> _DATA FOR THIS EXERCISE_

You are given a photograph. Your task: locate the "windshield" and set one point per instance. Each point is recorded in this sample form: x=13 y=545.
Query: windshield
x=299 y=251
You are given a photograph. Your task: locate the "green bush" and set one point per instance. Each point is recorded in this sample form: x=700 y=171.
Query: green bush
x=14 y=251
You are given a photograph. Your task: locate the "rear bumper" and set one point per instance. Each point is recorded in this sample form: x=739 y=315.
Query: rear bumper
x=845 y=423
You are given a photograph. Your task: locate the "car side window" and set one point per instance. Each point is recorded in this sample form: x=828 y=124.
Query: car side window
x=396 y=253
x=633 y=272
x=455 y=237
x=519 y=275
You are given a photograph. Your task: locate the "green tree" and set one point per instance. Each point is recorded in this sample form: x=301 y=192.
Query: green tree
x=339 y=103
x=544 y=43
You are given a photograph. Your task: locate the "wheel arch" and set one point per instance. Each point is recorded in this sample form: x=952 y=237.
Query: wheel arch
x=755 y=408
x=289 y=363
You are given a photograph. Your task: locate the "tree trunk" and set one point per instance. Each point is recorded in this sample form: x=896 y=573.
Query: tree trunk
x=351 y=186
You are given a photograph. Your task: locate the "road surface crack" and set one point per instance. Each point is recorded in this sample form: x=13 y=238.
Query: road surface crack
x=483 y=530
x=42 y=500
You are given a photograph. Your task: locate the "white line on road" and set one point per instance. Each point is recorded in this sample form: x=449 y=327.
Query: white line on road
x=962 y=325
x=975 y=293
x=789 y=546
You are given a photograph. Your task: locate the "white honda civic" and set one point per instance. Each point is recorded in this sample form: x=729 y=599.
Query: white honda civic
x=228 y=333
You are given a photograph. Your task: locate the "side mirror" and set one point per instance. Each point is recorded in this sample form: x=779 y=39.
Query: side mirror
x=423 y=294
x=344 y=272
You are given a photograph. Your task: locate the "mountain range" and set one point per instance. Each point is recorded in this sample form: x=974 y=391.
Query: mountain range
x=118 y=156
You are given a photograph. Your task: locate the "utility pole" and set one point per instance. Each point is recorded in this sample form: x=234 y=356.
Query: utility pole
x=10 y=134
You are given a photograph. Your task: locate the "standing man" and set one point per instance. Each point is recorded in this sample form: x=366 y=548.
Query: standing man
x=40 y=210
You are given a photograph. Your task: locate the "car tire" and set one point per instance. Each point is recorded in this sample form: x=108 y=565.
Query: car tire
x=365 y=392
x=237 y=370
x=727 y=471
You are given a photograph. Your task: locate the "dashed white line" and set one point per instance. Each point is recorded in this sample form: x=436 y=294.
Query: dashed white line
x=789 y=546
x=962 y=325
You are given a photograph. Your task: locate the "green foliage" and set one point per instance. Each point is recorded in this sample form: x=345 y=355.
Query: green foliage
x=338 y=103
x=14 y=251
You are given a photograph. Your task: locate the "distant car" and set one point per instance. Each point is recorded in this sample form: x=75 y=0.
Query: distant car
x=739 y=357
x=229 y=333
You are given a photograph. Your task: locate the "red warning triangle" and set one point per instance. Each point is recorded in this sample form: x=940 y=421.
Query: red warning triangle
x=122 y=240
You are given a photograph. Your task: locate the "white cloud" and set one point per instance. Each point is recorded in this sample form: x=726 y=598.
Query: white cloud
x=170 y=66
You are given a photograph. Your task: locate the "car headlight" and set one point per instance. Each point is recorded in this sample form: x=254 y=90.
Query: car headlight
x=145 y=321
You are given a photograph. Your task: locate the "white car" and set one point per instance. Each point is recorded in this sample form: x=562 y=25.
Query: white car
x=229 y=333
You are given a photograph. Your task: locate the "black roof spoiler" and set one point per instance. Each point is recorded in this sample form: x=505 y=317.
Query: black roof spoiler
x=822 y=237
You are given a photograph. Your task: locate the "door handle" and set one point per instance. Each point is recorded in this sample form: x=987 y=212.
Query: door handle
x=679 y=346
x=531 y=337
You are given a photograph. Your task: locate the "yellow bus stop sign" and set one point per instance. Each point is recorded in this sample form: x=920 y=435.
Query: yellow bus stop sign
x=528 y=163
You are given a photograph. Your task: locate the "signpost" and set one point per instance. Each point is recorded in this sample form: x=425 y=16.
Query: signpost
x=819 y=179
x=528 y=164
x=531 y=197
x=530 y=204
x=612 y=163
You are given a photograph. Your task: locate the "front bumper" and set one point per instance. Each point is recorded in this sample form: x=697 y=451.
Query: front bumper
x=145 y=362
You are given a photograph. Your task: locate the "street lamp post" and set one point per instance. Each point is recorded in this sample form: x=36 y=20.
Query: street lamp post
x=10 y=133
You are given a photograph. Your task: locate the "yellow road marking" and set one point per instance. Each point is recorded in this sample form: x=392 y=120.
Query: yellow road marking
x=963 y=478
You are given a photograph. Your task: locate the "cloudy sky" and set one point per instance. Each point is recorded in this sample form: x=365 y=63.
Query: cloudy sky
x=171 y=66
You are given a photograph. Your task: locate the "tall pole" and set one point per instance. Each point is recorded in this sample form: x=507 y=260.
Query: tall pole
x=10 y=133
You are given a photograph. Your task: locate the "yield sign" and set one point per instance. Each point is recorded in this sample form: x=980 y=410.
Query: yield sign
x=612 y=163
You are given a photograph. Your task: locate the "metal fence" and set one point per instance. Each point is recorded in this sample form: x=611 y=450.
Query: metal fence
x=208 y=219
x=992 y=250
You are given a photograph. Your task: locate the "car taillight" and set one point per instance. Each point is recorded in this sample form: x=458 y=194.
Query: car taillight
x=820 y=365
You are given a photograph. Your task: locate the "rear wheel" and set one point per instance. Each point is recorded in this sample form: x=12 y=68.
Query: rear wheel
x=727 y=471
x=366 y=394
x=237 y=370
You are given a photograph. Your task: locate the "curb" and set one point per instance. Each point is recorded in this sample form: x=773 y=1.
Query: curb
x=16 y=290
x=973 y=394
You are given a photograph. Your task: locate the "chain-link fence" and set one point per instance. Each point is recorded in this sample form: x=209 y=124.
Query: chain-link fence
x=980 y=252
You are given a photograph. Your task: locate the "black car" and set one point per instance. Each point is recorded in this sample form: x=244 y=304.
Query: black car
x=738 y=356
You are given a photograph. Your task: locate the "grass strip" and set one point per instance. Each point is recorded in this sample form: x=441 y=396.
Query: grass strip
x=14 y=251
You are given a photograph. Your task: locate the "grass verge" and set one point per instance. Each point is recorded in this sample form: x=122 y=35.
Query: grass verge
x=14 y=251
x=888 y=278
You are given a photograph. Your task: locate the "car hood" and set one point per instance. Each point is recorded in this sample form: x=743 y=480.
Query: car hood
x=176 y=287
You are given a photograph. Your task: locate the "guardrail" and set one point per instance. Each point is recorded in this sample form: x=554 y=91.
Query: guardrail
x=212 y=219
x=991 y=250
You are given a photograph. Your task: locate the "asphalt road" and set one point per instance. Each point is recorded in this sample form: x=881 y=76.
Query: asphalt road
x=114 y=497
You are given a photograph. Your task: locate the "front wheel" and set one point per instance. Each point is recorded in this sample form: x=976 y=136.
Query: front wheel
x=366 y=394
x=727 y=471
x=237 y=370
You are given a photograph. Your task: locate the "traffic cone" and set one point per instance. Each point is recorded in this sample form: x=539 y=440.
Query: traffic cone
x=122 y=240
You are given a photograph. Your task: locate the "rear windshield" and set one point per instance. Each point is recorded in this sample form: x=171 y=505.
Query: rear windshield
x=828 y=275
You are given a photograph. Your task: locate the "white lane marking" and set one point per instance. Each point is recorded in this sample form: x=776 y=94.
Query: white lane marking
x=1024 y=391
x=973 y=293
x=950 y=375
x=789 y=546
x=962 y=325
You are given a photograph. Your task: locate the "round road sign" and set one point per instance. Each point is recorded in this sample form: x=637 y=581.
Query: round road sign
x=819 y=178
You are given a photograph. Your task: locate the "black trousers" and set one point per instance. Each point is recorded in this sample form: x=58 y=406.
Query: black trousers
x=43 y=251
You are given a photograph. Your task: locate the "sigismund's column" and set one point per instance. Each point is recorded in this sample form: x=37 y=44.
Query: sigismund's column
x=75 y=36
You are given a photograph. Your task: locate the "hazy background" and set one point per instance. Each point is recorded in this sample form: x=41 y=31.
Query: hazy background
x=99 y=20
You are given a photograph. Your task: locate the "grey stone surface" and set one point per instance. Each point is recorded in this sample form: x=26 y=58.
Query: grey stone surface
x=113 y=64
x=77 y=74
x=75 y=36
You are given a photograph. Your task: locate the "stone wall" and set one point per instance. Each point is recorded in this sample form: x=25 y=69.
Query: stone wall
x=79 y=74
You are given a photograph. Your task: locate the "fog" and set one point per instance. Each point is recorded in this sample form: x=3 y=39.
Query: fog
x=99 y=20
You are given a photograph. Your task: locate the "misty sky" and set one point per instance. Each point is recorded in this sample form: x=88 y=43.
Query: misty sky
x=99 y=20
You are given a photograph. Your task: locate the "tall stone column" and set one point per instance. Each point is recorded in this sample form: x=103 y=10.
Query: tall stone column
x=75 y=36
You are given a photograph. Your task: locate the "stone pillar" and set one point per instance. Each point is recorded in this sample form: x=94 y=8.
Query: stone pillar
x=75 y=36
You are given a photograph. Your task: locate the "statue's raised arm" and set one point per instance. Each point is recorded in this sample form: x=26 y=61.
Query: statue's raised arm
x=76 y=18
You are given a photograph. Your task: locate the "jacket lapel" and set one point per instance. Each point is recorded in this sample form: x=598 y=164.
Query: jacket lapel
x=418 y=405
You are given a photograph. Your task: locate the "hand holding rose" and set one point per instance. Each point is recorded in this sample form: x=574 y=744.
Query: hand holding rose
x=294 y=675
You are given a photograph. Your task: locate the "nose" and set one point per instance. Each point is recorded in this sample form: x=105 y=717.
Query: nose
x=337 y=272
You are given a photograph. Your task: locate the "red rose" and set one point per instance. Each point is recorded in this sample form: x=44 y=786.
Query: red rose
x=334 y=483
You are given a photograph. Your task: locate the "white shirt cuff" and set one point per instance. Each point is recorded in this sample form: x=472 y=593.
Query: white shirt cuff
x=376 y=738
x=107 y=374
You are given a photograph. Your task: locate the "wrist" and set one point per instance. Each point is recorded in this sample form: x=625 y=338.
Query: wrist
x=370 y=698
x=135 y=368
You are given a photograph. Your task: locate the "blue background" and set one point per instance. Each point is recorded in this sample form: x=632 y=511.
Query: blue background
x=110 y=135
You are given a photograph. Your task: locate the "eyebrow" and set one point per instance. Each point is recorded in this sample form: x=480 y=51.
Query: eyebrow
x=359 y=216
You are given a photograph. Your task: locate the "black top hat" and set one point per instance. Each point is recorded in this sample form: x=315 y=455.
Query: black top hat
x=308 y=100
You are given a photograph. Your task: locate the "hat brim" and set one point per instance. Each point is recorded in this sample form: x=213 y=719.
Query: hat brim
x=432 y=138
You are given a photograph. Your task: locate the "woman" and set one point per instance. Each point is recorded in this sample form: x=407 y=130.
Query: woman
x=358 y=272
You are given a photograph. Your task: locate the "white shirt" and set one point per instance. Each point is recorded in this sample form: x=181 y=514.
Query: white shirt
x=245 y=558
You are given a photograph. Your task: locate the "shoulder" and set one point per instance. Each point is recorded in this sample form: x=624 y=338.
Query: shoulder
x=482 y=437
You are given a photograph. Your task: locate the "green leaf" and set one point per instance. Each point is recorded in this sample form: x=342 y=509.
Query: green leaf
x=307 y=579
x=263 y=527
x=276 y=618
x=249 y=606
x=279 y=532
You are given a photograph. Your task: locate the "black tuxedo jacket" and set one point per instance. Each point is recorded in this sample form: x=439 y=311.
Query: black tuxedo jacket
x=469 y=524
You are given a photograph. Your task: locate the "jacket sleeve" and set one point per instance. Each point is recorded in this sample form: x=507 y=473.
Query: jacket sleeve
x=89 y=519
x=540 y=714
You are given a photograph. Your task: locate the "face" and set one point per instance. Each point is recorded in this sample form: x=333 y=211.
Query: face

> _EXERCISE PROMPT_
Please transcribe only the lines in the records above running from the line that has "form: x=171 y=505." through the line that has "form: x=776 y=94.", both included, exactly as they appear.

> _ANSWER TO THE EXERCISE_
You are given a photograph. Your task: locate the "rear windshield" and set one point per instance. Each point is recorded in this sample form: x=171 y=505.
Query: rear windshield
x=828 y=275
You are given a photograph. Your task: locate the "white lane marking" and set one point per instance. Each point is recorded in this sample form: x=776 y=94.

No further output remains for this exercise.